**Listed records:**

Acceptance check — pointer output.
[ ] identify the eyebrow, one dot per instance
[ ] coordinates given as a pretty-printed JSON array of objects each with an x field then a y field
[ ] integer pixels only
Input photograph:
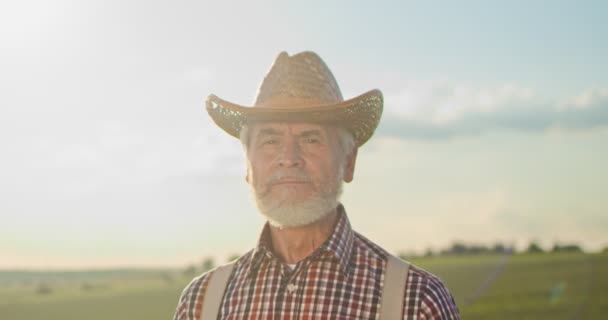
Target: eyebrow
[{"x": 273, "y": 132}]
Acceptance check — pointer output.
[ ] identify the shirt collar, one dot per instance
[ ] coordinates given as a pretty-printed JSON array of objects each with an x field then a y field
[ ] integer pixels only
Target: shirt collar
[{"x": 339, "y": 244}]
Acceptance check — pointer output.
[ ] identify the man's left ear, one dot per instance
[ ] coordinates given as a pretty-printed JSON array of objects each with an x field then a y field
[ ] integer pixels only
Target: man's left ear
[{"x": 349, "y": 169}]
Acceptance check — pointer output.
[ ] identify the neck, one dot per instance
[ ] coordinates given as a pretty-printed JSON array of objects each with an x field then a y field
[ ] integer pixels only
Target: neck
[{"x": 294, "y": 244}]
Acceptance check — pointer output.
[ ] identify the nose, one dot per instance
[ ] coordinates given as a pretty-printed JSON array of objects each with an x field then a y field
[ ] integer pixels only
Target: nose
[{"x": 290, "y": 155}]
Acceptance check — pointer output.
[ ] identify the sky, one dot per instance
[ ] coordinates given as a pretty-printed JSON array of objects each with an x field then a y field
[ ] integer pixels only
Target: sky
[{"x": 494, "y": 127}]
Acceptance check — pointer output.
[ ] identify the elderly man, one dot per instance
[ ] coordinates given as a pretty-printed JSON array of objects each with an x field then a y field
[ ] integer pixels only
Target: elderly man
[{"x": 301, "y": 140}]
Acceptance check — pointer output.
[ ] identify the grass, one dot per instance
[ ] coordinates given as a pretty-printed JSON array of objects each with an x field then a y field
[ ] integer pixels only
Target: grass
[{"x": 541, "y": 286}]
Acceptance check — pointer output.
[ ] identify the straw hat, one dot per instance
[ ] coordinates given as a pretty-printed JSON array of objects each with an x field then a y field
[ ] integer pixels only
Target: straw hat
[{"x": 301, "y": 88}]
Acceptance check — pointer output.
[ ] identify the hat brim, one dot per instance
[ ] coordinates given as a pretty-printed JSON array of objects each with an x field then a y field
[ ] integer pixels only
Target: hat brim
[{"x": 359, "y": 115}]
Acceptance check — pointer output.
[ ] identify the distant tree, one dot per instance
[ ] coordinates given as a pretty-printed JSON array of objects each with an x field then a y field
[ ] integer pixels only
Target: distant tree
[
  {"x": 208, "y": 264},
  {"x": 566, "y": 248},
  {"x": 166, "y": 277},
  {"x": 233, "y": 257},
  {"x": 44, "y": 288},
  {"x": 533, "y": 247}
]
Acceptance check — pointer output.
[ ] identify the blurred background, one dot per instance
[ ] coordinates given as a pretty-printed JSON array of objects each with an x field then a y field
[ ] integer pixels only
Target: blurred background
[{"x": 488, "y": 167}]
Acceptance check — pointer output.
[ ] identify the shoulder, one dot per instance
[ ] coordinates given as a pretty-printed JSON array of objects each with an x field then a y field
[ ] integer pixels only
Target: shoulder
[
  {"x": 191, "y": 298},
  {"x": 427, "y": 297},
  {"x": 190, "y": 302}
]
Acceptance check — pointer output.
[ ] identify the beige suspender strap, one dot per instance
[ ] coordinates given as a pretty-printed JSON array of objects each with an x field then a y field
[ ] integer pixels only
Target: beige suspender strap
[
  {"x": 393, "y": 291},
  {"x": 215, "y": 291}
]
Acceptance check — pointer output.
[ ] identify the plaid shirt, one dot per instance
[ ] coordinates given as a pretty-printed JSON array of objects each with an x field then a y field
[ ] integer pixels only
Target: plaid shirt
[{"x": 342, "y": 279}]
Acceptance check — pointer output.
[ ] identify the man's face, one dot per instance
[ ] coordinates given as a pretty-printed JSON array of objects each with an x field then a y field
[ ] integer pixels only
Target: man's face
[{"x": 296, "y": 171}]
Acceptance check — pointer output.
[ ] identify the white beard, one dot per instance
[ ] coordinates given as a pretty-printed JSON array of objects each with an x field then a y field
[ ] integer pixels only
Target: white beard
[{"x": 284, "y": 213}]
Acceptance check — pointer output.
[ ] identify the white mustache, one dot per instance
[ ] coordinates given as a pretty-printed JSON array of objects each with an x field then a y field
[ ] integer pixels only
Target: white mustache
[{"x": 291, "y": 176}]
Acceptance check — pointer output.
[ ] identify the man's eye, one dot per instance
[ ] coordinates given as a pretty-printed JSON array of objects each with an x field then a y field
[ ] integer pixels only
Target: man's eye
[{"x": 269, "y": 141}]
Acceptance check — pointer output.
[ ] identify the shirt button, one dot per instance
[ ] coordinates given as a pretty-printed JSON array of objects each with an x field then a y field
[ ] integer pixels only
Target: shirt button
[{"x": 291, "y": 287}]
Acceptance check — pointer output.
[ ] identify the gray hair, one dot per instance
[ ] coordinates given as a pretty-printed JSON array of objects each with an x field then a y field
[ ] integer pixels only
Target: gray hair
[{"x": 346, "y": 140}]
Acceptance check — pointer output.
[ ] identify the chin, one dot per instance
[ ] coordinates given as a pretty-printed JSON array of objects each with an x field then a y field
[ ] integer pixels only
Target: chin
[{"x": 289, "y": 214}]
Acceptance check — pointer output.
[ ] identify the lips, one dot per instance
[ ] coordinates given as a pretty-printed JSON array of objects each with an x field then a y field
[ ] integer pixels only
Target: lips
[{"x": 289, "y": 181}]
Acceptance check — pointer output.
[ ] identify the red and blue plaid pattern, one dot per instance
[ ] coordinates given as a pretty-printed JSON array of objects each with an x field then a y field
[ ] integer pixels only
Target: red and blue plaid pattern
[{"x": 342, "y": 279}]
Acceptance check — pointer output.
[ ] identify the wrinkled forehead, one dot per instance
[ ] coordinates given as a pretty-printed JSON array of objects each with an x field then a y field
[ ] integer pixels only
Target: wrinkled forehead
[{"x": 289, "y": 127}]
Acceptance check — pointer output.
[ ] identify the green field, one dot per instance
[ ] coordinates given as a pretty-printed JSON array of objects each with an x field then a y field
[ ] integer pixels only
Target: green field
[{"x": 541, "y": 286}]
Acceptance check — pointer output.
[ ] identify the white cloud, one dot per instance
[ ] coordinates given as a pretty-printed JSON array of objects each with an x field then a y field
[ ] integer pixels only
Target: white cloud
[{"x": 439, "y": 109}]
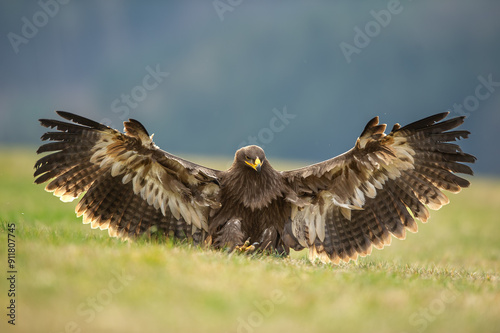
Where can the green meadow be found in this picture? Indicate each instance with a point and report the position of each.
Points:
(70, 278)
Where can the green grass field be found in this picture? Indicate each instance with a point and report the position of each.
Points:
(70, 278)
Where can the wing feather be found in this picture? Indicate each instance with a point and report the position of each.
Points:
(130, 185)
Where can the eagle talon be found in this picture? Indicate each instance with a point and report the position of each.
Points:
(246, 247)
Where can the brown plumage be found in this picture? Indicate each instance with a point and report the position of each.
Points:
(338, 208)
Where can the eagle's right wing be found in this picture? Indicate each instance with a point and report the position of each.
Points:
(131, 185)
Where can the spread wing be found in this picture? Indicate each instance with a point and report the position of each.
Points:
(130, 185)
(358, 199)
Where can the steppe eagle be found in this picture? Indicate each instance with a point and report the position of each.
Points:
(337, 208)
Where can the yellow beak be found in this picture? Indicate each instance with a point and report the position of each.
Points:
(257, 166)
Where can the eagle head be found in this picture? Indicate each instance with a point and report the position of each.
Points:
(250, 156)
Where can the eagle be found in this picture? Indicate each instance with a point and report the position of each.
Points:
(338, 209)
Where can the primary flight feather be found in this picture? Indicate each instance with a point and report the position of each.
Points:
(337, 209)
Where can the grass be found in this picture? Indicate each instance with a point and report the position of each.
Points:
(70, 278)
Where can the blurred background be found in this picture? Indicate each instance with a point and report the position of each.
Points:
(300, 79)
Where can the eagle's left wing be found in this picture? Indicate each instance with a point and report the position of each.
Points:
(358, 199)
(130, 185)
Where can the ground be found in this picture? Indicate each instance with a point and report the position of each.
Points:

**Work required:**
Write the lines out verbatim, from the one with "Where can the spread" through the last line of the entries, and stop there.

**Written reply:**
Where can the spread wing be found in this picture? Indicate each instance with a point and report the position of each.
Points:
(130, 185)
(358, 199)
Where can the steppe eagle be found in this picture? Indicate each instance with a point and report the position of each.
Points:
(337, 208)
Where can the yellow beak be found in this picture? Indicate each instance with a point and report the position of each.
Points:
(257, 166)
Where can the eagle head be found in this picture? Indicate each instance with a point and report the position of each.
Points:
(250, 156)
Where can the eagle be found in this picture? Indicate each instance with a point and report the position of each.
Points:
(338, 209)
Where can the primary flight feather be found in this picture? Indicate each instance with a point and report the position of each.
Points:
(337, 209)
Where can the grass be found in this picture? Indicate each instance with a point and report the position of each.
Points:
(70, 278)
Where can the blurred background be found in this picture? Indicate each instance with a point and report the position of each.
Points:
(300, 79)
Where can the eagle's left wing be found in this picture? Indicate each instance with a point and report the position of each.
Points:
(358, 199)
(130, 185)
Where can the ground be found in this picture? Indicate each instance with a point and report the position of each.
Points:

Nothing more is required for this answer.